# Problem set
- a) In the East Coast rant, change "van" to "tour bus" in everything from "Nurse the Hate: Hate" down to "upside for us.", and give that stretch back.
- b) According to the East Coast rant, what is the pay like at the clubs?
- c) Decide whether each statement agrees with the East Coast rant, answering yes or no and quoting the deciding words: (i) The band plays the East Coast often. (ii) Parking is hard to find. (iii) The clubs are in upscale neighborhoods.

Nurse the Hate: Hate the East Coast
We don’t play the East Coast very often. The reasons are simple. The pay is always lousy at the clubs. The people that work at the clubs are usually
dicks, failed actors that are taking out their venom on the unsuspecting bands
filing through from towns that have affordable shithole apartments. There is never a place to park, and if you do
find one, chances are some violent drug addict will break into the van. The clubs are always located in a “transitional”
neighborhood, which is a real estate agent term for “scary”. There just isn’t a lot of upside for us.

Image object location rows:
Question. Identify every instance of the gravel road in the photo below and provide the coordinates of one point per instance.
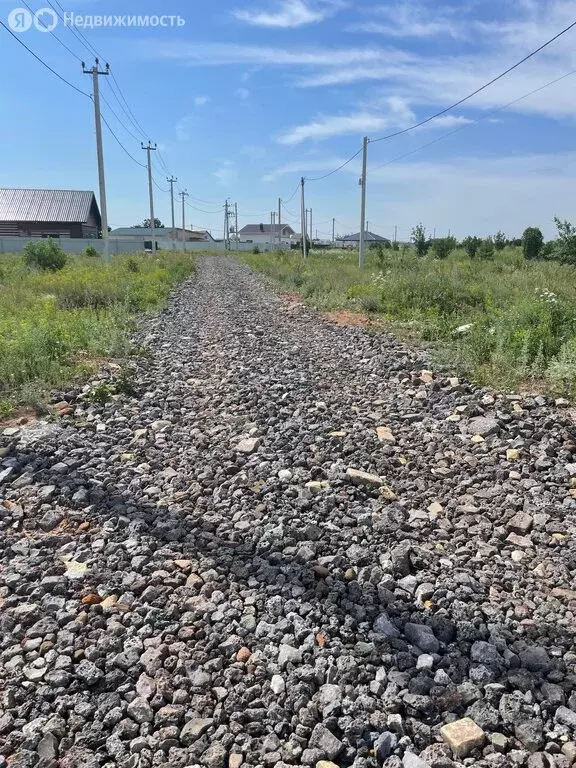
(295, 545)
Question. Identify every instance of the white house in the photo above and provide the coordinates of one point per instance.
(266, 234)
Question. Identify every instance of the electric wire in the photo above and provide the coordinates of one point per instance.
(478, 90)
(472, 123)
(44, 64)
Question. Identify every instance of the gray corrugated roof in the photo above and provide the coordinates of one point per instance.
(261, 229)
(45, 205)
(368, 236)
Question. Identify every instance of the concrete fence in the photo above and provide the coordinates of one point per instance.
(122, 245)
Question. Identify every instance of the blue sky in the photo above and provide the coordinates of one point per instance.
(248, 96)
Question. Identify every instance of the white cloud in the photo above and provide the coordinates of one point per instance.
(397, 115)
(302, 166)
(253, 152)
(412, 19)
(183, 126)
(334, 125)
(290, 13)
(470, 194)
(226, 172)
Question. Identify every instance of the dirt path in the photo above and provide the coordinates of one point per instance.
(194, 576)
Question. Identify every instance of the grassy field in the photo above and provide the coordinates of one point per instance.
(522, 315)
(53, 324)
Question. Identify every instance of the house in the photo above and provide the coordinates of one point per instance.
(353, 241)
(49, 213)
(264, 234)
(161, 234)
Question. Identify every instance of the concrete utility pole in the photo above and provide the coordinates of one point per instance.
(172, 181)
(363, 203)
(279, 224)
(183, 195)
(303, 218)
(149, 149)
(226, 226)
(95, 72)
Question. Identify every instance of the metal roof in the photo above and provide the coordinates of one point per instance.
(368, 237)
(45, 205)
(261, 229)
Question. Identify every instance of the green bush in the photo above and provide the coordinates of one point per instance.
(471, 245)
(532, 242)
(486, 249)
(421, 242)
(46, 255)
(443, 247)
(565, 250)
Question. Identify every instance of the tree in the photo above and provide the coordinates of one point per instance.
(443, 247)
(146, 224)
(471, 245)
(565, 249)
(499, 241)
(421, 242)
(532, 242)
(486, 249)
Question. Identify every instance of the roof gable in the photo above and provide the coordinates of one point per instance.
(47, 205)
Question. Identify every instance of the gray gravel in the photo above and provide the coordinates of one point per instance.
(194, 576)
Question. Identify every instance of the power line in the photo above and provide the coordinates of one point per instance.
(48, 67)
(320, 178)
(292, 195)
(54, 35)
(77, 34)
(473, 122)
(122, 145)
(201, 210)
(478, 90)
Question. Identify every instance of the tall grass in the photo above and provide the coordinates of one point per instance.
(522, 315)
(51, 323)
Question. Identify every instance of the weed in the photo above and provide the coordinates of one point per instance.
(46, 255)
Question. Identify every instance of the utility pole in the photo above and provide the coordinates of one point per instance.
(95, 72)
(183, 195)
(363, 203)
(279, 224)
(172, 181)
(149, 149)
(303, 217)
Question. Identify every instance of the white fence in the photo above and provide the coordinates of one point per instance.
(122, 245)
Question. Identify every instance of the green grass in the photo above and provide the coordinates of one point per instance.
(522, 314)
(52, 324)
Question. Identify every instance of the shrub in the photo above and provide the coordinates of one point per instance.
(443, 247)
(471, 245)
(421, 242)
(500, 241)
(46, 255)
(486, 249)
(532, 242)
(565, 249)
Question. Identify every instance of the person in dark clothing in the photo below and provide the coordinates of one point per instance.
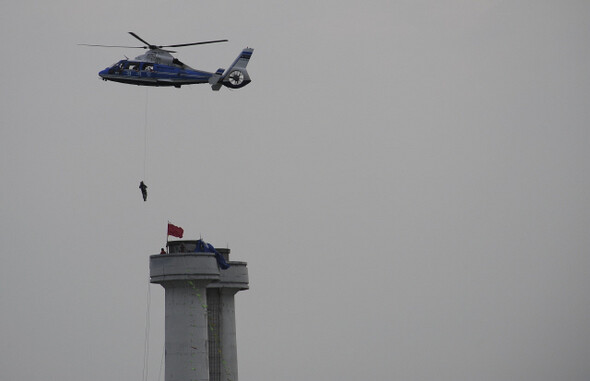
(143, 188)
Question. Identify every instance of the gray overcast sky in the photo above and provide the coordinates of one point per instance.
(407, 180)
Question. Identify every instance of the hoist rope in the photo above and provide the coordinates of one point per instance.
(145, 135)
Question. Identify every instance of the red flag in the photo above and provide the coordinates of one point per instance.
(175, 231)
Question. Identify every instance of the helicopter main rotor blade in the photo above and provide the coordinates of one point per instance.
(142, 40)
(114, 46)
(192, 43)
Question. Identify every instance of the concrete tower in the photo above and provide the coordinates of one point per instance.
(200, 325)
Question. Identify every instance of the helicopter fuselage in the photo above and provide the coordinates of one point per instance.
(153, 74)
(158, 67)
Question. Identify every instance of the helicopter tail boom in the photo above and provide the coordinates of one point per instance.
(236, 76)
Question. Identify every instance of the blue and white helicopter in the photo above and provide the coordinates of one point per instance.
(157, 67)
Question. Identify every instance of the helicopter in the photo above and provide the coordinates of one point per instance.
(157, 67)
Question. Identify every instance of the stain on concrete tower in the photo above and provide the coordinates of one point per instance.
(200, 325)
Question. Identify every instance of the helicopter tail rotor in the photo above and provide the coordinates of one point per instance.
(236, 76)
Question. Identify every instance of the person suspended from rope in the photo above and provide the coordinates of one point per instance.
(143, 188)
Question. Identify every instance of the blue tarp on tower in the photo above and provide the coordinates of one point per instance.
(204, 247)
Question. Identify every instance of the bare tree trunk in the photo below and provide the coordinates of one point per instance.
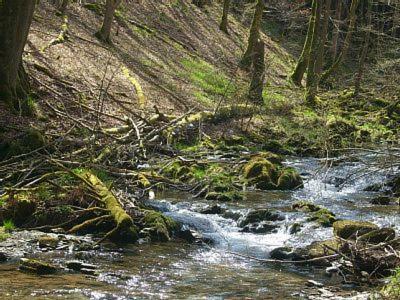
(324, 33)
(396, 19)
(105, 32)
(346, 43)
(224, 22)
(63, 6)
(258, 76)
(15, 21)
(247, 58)
(364, 52)
(336, 29)
(312, 80)
(301, 67)
(201, 3)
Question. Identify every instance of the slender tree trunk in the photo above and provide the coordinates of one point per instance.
(364, 52)
(312, 79)
(63, 6)
(346, 43)
(247, 58)
(224, 21)
(324, 34)
(258, 76)
(301, 67)
(396, 19)
(105, 32)
(336, 29)
(15, 21)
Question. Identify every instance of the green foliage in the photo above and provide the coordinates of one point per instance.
(8, 225)
(392, 289)
(211, 83)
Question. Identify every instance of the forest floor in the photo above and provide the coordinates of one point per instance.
(168, 61)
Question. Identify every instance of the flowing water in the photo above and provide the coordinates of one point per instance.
(178, 270)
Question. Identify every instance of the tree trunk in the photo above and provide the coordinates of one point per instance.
(324, 33)
(63, 6)
(336, 29)
(258, 76)
(201, 3)
(247, 58)
(15, 20)
(346, 43)
(312, 80)
(298, 73)
(364, 52)
(105, 32)
(224, 22)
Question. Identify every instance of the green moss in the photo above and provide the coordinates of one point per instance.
(392, 289)
(350, 229)
(157, 226)
(211, 83)
(324, 217)
(289, 179)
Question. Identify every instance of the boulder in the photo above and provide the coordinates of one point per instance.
(317, 249)
(282, 253)
(213, 210)
(289, 179)
(260, 215)
(347, 229)
(36, 266)
(262, 227)
(382, 200)
(378, 236)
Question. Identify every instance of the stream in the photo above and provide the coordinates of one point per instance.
(178, 270)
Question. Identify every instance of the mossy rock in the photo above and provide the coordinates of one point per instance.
(234, 140)
(19, 208)
(305, 206)
(347, 229)
(261, 173)
(224, 196)
(157, 226)
(289, 179)
(378, 236)
(318, 249)
(260, 215)
(324, 217)
(318, 214)
(29, 140)
(37, 267)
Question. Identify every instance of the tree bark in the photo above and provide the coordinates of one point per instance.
(336, 29)
(63, 6)
(312, 80)
(324, 36)
(224, 22)
(346, 43)
(301, 67)
(104, 34)
(15, 21)
(247, 58)
(258, 76)
(364, 52)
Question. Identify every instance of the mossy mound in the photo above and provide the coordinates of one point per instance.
(157, 227)
(37, 267)
(347, 229)
(318, 214)
(27, 141)
(289, 179)
(378, 236)
(261, 173)
(266, 172)
(318, 249)
(260, 215)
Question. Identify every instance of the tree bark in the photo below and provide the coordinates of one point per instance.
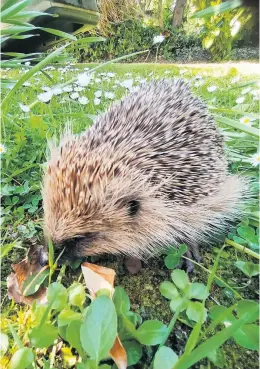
(178, 12)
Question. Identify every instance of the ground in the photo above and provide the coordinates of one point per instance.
(27, 125)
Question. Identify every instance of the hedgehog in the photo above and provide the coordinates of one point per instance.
(149, 173)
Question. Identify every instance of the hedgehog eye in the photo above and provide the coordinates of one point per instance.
(133, 207)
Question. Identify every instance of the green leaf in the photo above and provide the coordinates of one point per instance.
(67, 315)
(134, 352)
(246, 305)
(246, 232)
(217, 357)
(248, 268)
(169, 290)
(198, 291)
(248, 336)
(22, 359)
(34, 282)
(58, 293)
(180, 278)
(121, 301)
(177, 302)
(73, 335)
(4, 343)
(77, 294)
(195, 310)
(165, 358)
(151, 332)
(99, 329)
(43, 336)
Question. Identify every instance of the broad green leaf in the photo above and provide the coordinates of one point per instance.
(244, 305)
(134, 352)
(35, 281)
(4, 343)
(99, 329)
(66, 316)
(246, 232)
(77, 294)
(151, 332)
(43, 336)
(248, 268)
(248, 336)
(217, 357)
(180, 278)
(73, 335)
(198, 291)
(121, 301)
(22, 359)
(195, 310)
(58, 293)
(169, 290)
(165, 358)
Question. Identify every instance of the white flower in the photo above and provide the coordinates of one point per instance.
(74, 95)
(128, 83)
(158, 39)
(255, 159)
(83, 100)
(98, 93)
(246, 121)
(2, 149)
(83, 79)
(212, 88)
(246, 90)
(240, 100)
(96, 101)
(45, 96)
(24, 108)
(68, 88)
(27, 84)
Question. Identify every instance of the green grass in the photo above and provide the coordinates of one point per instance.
(24, 136)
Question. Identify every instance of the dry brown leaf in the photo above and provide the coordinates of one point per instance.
(22, 270)
(98, 278)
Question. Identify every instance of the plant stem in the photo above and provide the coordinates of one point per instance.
(241, 248)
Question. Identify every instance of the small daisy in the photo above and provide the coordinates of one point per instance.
(240, 100)
(74, 95)
(2, 149)
(246, 121)
(45, 96)
(255, 159)
(24, 108)
(83, 100)
(109, 95)
(158, 39)
(212, 88)
(96, 101)
(98, 93)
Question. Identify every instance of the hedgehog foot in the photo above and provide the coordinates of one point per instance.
(132, 264)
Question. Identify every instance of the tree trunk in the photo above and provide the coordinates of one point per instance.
(178, 12)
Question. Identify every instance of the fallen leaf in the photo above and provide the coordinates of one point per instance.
(98, 278)
(23, 270)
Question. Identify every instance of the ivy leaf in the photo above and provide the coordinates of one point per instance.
(248, 268)
(22, 359)
(198, 291)
(165, 358)
(248, 336)
(194, 311)
(180, 278)
(168, 290)
(43, 336)
(134, 352)
(151, 332)
(57, 292)
(99, 329)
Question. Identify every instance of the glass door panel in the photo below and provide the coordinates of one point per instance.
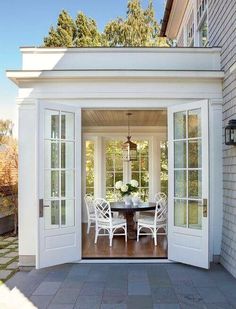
(187, 169)
(59, 169)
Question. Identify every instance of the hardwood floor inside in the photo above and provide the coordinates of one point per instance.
(132, 249)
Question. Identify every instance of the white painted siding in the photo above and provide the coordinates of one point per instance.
(222, 33)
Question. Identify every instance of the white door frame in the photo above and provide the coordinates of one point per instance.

# Solution list
- a)
Nurse the Hate: Hate the East Coast
We don’t play the East Coast very often. The reasons are simple. The pay is always lousy at the clubs. The people that work at the clubs are usually
dicks, failed actors that are taking out their venom on the unsuspecting bands
filing through from towns that have affordable shithole apartments. There is never a place to park, and if you do
find one, chances are some violent drug addict will break into the tour bus. The clubs are always located in a “transitional”
neighborhood, which is a real estate agent term for “scary”. There just isn’t a lot of upside for us.

- b) It is always lousy.

- c)
(i) No: "We don’t play the East Coast very often."
(ii) Yes: "There is never a place to park"
(iii) No: "The clubs are always located in a “transitional” neighborhood"